◆ Exercise aim ◆
Repeat every line below exactly, word for word.
----- Provided material
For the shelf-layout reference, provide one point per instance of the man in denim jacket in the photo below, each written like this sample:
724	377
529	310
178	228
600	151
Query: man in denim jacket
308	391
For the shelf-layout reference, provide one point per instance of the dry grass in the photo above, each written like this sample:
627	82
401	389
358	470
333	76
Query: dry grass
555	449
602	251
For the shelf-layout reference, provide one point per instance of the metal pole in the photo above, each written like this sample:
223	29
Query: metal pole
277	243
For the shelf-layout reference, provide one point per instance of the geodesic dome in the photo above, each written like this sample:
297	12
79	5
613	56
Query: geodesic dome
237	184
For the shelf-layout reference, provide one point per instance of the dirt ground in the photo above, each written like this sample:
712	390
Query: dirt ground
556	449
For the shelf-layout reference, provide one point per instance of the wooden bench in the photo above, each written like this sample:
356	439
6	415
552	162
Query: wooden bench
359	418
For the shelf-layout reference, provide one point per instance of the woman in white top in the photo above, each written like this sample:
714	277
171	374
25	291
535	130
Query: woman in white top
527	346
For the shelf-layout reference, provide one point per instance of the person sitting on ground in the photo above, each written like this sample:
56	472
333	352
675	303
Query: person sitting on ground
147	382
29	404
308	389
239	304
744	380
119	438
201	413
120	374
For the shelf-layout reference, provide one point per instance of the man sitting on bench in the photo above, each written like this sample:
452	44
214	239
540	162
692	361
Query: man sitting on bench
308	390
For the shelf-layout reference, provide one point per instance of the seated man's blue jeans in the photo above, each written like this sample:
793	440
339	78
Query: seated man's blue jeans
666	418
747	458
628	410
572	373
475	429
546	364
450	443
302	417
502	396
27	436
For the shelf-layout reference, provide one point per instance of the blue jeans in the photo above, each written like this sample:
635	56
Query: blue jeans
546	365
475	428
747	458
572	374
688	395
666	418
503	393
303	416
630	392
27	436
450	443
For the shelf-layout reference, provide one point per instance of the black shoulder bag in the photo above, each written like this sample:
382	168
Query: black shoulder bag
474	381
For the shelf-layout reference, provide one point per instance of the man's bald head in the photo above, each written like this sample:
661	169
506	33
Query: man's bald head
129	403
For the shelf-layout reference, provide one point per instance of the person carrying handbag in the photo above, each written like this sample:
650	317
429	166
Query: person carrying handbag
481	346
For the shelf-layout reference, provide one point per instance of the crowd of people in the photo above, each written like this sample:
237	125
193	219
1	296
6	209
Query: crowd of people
----------
◆ Exercise solution ◆
For the shelf-layout reference, provide one point per instance of the man in denim jacket in the photo below, each written like this sample:
724	377
529	310
178	228
600	151
Query: man in denim jacket
308	391
For the shelf-layout reference, provide one point per instance of the dry grass in the photo above, each written like this sample:
627	82
401	389
358	470
333	76
Query: dry grass
555	449
602	251
For the shelf-layout reference, provide one point per instance of the metal pole in the photo above, each written like this sample:
223	29
Query: metal pole
277	243
For the shelf-layout reference, provide one point per instance of the geodesic dome in the photo above, each written like this sample:
297	12
79	5
613	56
Query: geodesic dome
237	184
For the shelf-layout reference, provide one point per instance of the dirt ground in the photo above, each written like this sample:
712	390
Query: dirt ground
556	449
For the shelf-layout reference, provide one point per instance of the wooden bench in the photo above, each written like this sample:
356	439
6	415
552	162
Query: wooden bench
359	418
For the shelf-layout reference, provide one point per instance of the woman in white top in the photo above, each written like this sample:
714	277
171	374
25	291
535	130
Query: woman in white top
527	346
For the shelf-layout reference, provide one point per instance of the person sitting on ground in the photo above, each written like this sample:
56	472
333	352
675	303
Query: person sitting on ground
147	382
29	404
308	389
239	304
744	380
119	438
201	413
120	374
For the shelf-layout reference, provide one point per instance of the man sitting on bench in the photo above, each written like this sample:
452	44
214	239
540	162
692	361
Query: man sitting on bench
308	390
For the shelf-layout reference, provide one point per instance of the seated man's blue jeans in the photo above, each written like this sample:
793	440
339	78
Query: seated man's blue jeans
666	418
747	458
628	410
572	373
475	429
546	364
450	443
302	417
502	396
27	436
For the shelf-layout reference, provide one point per instance of the blue jeans in the photo above, each written like this sample:
635	56
Query: blue jeans
546	365
475	428
747	458
572	374
688	395
666	418
503	393
303	416
630	392
27	436
450	443
For the shelf-layout reference, provide one point per instance of the black shoulder bag in the photo above, each written like this sample:
382	168
Query: black shoulder bag
474	381
For the shelf-layout reference, provide one point per instance of the man's bald head in the photo above, each written like this sample:
661	169
506	33
Query: man's bald head
129	403
For the shelf-layout reference, provide one point per instance of the person carrying handbag in the photo above, each written like this sample:
650	317
429	166
Query: person carrying handbag
481	346
For the shelf-layout reference, provide one point per instance of the crowd of people in the photo above, each written like this sample:
237	125
193	219
1	296
6	209
Query: crowd of people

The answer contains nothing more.